== Exercise data ==
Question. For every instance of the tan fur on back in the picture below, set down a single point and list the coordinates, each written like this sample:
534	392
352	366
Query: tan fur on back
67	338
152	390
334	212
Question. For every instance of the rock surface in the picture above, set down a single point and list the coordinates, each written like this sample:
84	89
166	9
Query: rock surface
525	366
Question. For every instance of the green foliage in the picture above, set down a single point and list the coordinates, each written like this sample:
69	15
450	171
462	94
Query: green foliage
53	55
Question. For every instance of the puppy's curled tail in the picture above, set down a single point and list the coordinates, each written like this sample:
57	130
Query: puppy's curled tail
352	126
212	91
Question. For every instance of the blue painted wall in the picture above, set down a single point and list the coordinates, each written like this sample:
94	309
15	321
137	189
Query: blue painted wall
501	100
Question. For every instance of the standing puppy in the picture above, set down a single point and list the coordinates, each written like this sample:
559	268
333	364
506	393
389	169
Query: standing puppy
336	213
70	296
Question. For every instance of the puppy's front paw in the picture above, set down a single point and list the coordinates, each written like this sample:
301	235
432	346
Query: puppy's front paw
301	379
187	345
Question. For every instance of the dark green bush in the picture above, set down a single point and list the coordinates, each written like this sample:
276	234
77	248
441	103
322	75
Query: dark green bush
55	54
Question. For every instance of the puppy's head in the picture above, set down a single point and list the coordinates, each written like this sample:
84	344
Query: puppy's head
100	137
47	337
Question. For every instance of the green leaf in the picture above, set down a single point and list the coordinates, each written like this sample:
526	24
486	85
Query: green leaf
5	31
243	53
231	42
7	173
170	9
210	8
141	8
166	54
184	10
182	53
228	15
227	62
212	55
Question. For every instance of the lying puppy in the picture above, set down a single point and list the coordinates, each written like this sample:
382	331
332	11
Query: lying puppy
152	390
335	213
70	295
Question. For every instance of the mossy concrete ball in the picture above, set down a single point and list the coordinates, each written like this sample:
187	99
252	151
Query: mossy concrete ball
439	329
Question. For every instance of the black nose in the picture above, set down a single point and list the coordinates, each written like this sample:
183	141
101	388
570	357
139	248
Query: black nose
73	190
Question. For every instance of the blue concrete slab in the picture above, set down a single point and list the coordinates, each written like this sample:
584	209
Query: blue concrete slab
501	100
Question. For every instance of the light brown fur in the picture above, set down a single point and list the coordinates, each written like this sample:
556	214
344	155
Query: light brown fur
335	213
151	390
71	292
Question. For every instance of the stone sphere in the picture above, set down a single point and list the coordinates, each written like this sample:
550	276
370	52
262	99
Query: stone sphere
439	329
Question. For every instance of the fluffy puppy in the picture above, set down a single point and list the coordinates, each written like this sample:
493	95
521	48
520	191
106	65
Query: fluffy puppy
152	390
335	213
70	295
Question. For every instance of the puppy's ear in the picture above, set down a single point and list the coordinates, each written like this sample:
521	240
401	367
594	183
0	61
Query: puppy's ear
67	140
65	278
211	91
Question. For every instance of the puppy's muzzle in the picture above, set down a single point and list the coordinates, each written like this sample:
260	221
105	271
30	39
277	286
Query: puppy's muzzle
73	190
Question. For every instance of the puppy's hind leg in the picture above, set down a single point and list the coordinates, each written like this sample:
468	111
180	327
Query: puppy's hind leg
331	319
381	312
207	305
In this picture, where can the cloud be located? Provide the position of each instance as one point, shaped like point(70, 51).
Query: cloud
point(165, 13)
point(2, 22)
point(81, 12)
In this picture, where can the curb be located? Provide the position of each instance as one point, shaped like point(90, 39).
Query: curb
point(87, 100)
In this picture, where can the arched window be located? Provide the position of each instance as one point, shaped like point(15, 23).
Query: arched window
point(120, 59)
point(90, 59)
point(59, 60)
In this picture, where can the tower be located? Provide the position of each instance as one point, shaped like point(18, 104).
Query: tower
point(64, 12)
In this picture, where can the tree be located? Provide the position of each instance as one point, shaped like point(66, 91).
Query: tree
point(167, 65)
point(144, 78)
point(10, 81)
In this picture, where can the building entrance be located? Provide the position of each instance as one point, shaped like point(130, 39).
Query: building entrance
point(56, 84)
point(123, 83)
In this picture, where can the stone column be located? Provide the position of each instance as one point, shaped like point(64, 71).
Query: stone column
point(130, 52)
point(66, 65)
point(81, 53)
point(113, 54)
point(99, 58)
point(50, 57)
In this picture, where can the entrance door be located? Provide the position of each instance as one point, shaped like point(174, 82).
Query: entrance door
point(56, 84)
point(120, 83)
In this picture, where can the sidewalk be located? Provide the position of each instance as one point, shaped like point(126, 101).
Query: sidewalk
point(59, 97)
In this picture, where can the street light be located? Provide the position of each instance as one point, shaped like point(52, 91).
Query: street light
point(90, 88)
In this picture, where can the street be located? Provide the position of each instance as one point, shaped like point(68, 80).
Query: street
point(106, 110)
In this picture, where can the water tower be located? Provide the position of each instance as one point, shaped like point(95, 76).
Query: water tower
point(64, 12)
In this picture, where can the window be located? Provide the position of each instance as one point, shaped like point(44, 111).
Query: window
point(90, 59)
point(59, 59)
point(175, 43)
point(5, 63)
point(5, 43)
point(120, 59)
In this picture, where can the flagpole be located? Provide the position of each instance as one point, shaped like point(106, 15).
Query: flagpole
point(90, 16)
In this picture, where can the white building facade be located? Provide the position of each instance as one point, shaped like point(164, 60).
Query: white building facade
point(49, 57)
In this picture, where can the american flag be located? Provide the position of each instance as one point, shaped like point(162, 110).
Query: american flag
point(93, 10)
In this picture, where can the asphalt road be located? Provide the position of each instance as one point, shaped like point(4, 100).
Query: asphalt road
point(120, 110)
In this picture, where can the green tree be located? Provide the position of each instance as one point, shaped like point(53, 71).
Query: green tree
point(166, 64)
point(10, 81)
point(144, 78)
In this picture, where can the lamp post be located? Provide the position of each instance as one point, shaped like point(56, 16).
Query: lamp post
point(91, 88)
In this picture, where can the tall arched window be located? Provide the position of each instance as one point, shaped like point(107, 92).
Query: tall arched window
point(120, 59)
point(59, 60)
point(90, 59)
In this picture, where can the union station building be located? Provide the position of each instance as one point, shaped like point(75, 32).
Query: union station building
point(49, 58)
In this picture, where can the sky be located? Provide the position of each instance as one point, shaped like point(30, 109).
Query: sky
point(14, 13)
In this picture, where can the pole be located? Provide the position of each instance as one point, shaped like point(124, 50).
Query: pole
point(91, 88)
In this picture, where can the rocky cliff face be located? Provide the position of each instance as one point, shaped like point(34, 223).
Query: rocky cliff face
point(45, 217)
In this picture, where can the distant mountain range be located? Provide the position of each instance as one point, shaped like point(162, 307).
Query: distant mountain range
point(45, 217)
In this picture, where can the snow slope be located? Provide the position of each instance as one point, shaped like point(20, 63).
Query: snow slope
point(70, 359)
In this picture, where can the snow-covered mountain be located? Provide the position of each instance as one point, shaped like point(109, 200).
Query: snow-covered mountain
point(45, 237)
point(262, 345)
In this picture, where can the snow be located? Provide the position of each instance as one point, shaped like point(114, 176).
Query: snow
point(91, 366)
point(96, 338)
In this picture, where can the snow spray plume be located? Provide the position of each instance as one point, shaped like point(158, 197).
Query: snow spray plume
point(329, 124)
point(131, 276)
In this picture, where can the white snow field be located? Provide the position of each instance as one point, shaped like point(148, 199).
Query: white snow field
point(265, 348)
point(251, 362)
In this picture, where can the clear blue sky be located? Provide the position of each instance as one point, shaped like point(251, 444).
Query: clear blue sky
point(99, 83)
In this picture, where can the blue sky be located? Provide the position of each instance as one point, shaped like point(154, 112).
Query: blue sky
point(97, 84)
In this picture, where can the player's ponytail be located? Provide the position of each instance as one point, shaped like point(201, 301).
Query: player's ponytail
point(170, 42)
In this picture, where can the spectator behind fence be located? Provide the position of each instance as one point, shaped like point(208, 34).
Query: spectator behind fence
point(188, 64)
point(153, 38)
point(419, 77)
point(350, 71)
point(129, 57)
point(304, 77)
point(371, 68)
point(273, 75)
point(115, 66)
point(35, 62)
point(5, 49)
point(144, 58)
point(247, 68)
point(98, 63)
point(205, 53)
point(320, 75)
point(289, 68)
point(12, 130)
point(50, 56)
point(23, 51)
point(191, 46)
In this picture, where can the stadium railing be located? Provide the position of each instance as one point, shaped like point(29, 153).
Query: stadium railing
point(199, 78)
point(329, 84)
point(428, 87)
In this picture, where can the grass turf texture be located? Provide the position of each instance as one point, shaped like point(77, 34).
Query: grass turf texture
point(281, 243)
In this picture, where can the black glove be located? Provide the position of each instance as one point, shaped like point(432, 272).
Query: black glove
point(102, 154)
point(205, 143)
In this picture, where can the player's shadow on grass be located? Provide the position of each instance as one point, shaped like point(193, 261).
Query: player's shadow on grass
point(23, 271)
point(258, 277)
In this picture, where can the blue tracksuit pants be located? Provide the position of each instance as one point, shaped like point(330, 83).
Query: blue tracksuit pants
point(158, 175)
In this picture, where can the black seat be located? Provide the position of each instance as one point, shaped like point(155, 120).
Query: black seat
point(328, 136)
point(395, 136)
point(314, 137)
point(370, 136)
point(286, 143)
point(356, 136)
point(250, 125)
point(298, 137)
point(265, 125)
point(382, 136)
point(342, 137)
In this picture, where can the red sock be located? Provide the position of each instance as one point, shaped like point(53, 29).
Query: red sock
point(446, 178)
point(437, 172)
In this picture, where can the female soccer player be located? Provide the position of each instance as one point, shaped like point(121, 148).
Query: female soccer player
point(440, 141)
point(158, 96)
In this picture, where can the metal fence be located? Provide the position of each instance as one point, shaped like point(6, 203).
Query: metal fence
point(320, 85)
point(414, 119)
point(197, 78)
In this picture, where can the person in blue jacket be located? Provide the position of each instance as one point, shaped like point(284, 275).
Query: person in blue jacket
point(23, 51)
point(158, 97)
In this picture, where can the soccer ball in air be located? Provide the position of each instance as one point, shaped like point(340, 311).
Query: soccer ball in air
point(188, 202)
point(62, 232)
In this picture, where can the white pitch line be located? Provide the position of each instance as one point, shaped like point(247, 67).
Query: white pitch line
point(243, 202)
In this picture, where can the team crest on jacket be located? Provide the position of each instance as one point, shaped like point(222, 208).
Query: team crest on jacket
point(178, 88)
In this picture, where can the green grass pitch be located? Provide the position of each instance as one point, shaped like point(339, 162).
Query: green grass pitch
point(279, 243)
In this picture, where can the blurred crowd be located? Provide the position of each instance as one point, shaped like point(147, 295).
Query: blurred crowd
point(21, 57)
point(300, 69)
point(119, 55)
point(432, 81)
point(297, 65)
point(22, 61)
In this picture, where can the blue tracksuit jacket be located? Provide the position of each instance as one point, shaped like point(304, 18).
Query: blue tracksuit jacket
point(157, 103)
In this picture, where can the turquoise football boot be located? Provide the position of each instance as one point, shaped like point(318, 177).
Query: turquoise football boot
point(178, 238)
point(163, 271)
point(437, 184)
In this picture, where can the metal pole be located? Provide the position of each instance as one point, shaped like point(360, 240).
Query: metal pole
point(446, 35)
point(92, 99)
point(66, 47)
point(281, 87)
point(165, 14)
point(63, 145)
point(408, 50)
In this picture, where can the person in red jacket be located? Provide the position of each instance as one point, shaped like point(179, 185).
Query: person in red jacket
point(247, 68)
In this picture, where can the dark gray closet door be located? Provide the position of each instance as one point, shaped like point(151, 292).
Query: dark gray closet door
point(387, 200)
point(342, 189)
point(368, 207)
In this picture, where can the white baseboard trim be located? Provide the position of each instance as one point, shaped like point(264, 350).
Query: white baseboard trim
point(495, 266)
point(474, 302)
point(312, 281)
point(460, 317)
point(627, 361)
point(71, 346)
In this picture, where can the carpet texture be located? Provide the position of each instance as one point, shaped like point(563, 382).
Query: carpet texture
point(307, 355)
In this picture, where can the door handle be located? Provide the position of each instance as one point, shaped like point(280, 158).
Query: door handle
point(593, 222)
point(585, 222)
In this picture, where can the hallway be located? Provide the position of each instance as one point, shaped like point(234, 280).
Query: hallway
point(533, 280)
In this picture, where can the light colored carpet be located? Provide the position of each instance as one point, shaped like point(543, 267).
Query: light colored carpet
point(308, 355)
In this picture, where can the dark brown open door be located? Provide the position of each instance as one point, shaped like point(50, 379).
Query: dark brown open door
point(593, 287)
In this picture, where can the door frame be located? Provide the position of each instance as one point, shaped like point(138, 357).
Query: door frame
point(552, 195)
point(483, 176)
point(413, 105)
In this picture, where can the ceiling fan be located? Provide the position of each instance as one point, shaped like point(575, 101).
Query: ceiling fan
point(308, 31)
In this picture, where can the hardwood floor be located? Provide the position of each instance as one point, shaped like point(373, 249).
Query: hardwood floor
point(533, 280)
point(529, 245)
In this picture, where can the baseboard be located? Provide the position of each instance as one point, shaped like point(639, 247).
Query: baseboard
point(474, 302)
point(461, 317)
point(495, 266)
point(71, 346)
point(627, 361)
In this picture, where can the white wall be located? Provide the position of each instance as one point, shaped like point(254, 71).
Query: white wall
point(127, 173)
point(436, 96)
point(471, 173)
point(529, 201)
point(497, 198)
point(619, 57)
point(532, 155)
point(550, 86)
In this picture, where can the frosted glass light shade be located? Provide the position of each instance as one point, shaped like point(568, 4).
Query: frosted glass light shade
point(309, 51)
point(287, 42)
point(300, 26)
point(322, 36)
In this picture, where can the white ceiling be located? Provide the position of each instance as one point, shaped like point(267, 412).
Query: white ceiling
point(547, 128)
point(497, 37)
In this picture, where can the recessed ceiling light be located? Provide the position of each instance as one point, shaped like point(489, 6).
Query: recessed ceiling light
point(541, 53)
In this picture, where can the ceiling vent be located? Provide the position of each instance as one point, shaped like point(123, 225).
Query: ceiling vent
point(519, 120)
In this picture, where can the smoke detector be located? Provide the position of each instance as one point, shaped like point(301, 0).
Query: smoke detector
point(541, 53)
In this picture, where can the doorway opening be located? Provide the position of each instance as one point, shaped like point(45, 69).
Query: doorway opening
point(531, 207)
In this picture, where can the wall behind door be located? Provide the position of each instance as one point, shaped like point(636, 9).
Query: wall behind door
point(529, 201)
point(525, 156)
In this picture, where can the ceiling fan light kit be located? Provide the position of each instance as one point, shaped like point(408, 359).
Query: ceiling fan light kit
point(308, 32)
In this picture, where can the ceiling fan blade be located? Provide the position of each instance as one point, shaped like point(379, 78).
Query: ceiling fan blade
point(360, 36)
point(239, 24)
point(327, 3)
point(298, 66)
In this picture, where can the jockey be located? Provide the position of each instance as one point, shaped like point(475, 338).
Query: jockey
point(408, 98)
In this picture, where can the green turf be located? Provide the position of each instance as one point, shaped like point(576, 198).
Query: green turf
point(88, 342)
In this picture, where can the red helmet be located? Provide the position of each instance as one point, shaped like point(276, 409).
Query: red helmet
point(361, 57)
===
• **Problem to work on**: Start with the line above that contains "In this picture, where can the baseboard" and end with the line that contains "In this picture, where can the white wall". Write out those lines exactly, and only those.

• **Solution to this exercise**:
In this picture, where can the baseboard be located? Provide the position of each instance as one point, shaped like point(639, 247).
Query: baseboard
point(474, 302)
point(461, 317)
point(495, 266)
point(71, 346)
point(627, 361)
In this picture, where can the white wall be located? Provide the position of each instance as one point, shaped like point(254, 71).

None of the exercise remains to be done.